#### Work to do:
Rewrite the items below, substituting "Target" for every "Query" and leaving everything else unchanged.

(Data listing)
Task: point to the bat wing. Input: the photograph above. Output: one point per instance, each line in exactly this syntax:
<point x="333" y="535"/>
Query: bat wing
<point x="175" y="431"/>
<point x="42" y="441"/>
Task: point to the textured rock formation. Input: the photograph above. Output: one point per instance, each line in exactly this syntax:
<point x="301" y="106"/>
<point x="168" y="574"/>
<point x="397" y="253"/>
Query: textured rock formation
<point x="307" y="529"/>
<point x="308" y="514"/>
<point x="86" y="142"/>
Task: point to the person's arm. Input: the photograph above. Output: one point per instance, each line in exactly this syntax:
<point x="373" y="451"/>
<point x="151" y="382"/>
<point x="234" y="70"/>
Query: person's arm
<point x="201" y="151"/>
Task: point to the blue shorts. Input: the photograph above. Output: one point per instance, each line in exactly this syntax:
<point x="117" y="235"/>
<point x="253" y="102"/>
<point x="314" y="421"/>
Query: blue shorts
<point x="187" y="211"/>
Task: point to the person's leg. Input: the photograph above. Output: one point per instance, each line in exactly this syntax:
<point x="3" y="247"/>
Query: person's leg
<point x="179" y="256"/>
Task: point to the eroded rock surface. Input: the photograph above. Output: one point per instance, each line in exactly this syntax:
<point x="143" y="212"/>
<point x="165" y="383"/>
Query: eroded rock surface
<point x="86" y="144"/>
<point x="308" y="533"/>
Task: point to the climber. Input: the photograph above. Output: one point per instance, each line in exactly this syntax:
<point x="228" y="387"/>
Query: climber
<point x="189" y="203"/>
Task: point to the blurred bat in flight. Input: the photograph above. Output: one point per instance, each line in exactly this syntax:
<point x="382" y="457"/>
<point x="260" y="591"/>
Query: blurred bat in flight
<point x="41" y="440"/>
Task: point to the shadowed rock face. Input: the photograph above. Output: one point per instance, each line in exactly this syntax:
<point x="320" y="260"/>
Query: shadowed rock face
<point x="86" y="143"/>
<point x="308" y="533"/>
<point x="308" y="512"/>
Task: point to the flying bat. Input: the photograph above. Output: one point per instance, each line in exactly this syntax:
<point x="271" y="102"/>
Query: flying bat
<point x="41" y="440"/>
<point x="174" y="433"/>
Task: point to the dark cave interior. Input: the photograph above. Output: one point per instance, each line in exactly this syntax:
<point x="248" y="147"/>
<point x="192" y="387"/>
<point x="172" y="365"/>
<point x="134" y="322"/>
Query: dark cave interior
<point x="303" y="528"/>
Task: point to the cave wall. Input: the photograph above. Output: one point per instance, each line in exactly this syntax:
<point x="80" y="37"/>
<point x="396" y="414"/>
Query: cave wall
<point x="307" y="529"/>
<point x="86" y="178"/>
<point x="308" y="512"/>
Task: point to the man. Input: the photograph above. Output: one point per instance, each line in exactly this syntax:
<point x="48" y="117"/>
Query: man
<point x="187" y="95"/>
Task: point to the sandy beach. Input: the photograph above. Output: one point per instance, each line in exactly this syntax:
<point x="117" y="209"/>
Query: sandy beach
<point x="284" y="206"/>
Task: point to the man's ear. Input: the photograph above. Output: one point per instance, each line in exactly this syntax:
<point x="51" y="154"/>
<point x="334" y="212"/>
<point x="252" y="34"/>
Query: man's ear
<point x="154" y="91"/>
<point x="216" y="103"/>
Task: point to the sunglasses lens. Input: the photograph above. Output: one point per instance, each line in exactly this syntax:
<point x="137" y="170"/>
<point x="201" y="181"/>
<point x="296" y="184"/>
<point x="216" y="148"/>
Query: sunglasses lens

#### Full response:
Task: point to the bat wing. Input: the photograph above. Output: one point per instance, each line in exactly this syntax:
<point x="333" y="535"/>
Target: bat wing
<point x="175" y="431"/>
<point x="42" y="441"/>
Task: point to the textured rock formation. Input: the photograph above. Output: one point per instance, each line in exactly this syntax:
<point x="301" y="106"/>
<point x="168" y="574"/>
<point x="397" y="253"/>
Target: textured rock formation
<point x="307" y="529"/>
<point x="308" y="514"/>
<point x="86" y="142"/>
Task: point to the person's arm. Input: the photograph above. Output: one point per instance, each line in exactly this syntax:
<point x="373" y="451"/>
<point x="151" y="382"/>
<point x="234" y="70"/>
Target: person's arm
<point x="201" y="151"/>
Task: point to the blue shorts. Input: the photograph above. Output: one point per instance, each line in exactly this syntax:
<point x="117" y="235"/>
<point x="253" y="102"/>
<point x="314" y="421"/>
Target: blue shorts
<point x="187" y="211"/>
Task: point to the person's leg. Input: the photograph above. Output: one point per instance, each line in exactly this syntax:
<point x="3" y="247"/>
Target: person's leg
<point x="179" y="256"/>
Task: point to the eroded rock surface. Input: the photograph above. Output: one point per instance, each line in exactly this syntax:
<point x="143" y="212"/>
<point x="165" y="383"/>
Target: eroded rock surface
<point x="86" y="144"/>
<point x="308" y="533"/>
Task: point to the climber. Input: the photograph above. Output: one point per instance, each line in exactly this syntax:
<point x="228" y="387"/>
Target: climber
<point x="189" y="203"/>
Task: point to the blurred bat in flight. Input: the photograph above. Output: one point per instance, each line in exactly this syntax:
<point x="382" y="457"/>
<point x="260" y="591"/>
Target: blurred bat in flight
<point x="41" y="440"/>
Task: point to the shadowed rock face. Input: the photograph above. Output: one point per instance, each line in exactly this syntax:
<point x="320" y="260"/>
Target: shadowed rock face
<point x="86" y="143"/>
<point x="308" y="533"/>
<point x="308" y="512"/>
Task: point to the flying bat. Input: the photograph above. Output: one point per instance, each line in exactly this syntax:
<point x="271" y="102"/>
Target: flying bat
<point x="41" y="440"/>
<point x="174" y="433"/>
Task: point to the dark cave interior. Input: the photograph above. Output: one point per instance, each line in exactly this syntax:
<point x="248" y="147"/>
<point x="192" y="387"/>
<point x="172" y="365"/>
<point x="134" y="322"/>
Target: dark cave interior
<point x="303" y="528"/>
Task: point to the cave wall. Input: the photograph above. Output: one point per instance, each line in exactly this syntax:
<point x="80" y="37"/>
<point x="396" y="414"/>
Target: cave wall
<point x="307" y="529"/>
<point x="86" y="178"/>
<point x="308" y="512"/>
Task: point to the man. Input: the photograph above. Output: one point per instance, each line in exactly this syntax:
<point x="48" y="117"/>
Target: man
<point x="187" y="95"/>
Task: point to the sandy beach. Input: the photograph above. Output: one point per instance, each line in exactly this syntax:
<point x="117" y="209"/>
Target: sandy beach
<point x="284" y="206"/>
Task: point to the man's ear. Input: the photograph above. Output: one point per instance, each line in exactly this syntax:
<point x="51" y="154"/>
<point x="334" y="212"/>
<point x="252" y="34"/>
Target: man's ear
<point x="154" y="91"/>
<point x="216" y="103"/>
Task: point to the sunglasses lens. Input: the photograph above. Output: one point per instance, each line in exactly this syntax:
<point x="137" y="170"/>
<point x="201" y="181"/>
<point x="296" y="184"/>
<point x="216" y="148"/>
Target: sunglasses lens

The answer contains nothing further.